Work instruction:
In the post below on the troubles of progressive governments in North America, which by-election did the Liberals lose in what had been a stronghold? Please answer in a few words.

Passage:
Segment Open
American politics has been radically reformed. Could it happen here? John Delacourt writes:
It was just a few weeks ago that the prospects for progressive governments in North America were trending in a similar downward direction. And perilously so. If there were wake-up calls necessary for just how bad it might be for both President Joe Biden and Prime Minister Trudeau, both parties received them at full volume. Biden’s barely coherent June 27 debate performance against an unhinged but resurgent Donald Trump sent the Democrats’ campaign into a tailspin.
As for Trudeau’s Liberals, the results of the Toronto-St. Paul’s by-election three days earlier, a loss in what had been a Liberal stronghold, seemed to confirm what the dreadful poll numbers had been signaling for months. In both instances, party faithful were compelled to go through that ritual of ensuring message discipline was strictly observed, and that the most, um, colourful responses to these five-alarm incidents stayed behind closed doors as much as possible.
The Liberals have not responded as the Democrats did:
Nobody within the Liberal party seemed to have thought through what kind of process answer could at least serve to put this brush fire out (one regular outlier from Liberal caucus messaging, Nathan Erskine Smith, offered one by way of a kind of a plebiscite involving all party members, but that went nowhere quickly). The official response in the aftermath of Toronto-St. Paul’s seemed to be something about listening to constituents and disaffected former Liberal voters and then … reflecting. Those were the outputs; outcomes TBD.
It's hard to be the incumbent after COVID:
Incumbency is more than just a stigma; it’s emerged as the fundamental challenge of governments that bear the scars and road miles of the pandemic years. Biden’s fragility only made his presence on the campaign more evocative of those before-times. Trump’s maundering incoherence has served to transfer that dark lockdown mantle onto his padded shoulders. Rishi Sunak could not put up much of a fight against it in the UK; no bold campaign platform or strategic foregrounding of any star players were going to scrub away the brand corrosion the party accumulated, both during and since Johnson’s time as PM.
Liberals can't simply hand the baton off to the Deputy Prime Minister. Breathing new life into the party will be much more complicated.
Image: The Japan Times
10 comments:
The party discipline that defines our system is so different from the American structure that a change in leadership would not likely have much of. an impact here, Owen. If things go as polls seem to indicate, after the next election, Trudeau will be gone and the Liberals can spend time rebuilding their party while they are sitting on the bench.
That's probably what will happen here, Lorne.
Changing a prime minister in the Westminster system is much easier than replacing a US president. Of the four UK Tory PMs since Brexit, only Sunak was voted out of office in a general election. The others were forced out by their own party. Chretien faced the same fate in Canada.
I can only conclude that the Liberal caucus is either blind to the likelihood of a wipeout in the next election or they haven't got a viable replacement.
I suspect they haven't got a replacement, Cap.
i suspect that their is much infighting within the Liberal caucus we don't know about.
Comparing ourselves to the US system is a path to self destruction .
Doing so suggests we could or should change our values!
Our Canadian consumption of US media, and pop culture, will be our downfall!!
TB
We should be eternally grateful, TB, that there is no
Electoral College in our constitution.
I sense that Lil'PP is tolerated rather than embraced, by the CPC folk. (Fewer hard core crazies north of our border.)
If the media and/or the opposition can expose him during the campaign when more people are paying attention, his support (currently based on the CPC brand/desirefor change) could collapse.
And I predict a walk in the snow.
Timing is a big factor.
NPoV
I'm not sure about that walk, PoV.
Well, that sounds a lot like your reply a few weeks back: 'There will be no new nominee PoV'
Touche 😉
I don't see Justin following Joe's example, Touche.
Segment Closed
The data:
Segment Open
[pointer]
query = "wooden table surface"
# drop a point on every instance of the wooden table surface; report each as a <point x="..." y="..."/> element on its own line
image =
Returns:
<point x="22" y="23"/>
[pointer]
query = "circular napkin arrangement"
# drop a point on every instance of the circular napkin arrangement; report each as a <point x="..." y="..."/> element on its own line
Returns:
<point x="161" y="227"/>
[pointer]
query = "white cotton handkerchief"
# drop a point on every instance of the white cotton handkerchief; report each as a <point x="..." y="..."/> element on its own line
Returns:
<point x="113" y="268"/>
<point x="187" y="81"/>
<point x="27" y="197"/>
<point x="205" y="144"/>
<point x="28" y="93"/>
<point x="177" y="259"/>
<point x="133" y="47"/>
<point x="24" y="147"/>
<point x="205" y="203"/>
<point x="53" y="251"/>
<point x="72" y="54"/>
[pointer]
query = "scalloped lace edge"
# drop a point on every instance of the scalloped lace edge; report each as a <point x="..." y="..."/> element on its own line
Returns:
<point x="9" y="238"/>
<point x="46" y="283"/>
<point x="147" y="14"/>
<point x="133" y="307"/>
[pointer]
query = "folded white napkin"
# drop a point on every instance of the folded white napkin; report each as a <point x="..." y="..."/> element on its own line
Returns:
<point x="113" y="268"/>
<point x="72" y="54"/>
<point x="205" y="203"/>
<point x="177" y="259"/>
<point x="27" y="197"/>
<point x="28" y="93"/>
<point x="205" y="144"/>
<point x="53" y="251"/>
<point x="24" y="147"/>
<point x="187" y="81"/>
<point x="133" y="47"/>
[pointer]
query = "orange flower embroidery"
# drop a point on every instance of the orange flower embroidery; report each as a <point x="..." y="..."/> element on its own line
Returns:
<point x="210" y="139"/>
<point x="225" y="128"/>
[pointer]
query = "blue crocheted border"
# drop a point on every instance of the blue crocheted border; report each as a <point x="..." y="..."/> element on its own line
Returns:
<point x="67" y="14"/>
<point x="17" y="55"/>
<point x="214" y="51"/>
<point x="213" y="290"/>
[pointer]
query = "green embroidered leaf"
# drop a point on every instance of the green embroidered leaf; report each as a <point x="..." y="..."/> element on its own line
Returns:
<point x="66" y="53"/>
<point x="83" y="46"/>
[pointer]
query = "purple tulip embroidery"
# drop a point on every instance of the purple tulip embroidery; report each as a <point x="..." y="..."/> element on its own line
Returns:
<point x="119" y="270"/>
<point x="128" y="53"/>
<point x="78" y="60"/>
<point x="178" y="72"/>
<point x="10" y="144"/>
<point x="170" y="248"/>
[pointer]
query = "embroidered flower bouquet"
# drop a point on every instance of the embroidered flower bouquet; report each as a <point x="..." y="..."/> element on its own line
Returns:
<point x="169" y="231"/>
Segment Closed
Your response:
Toronto-St. Paul's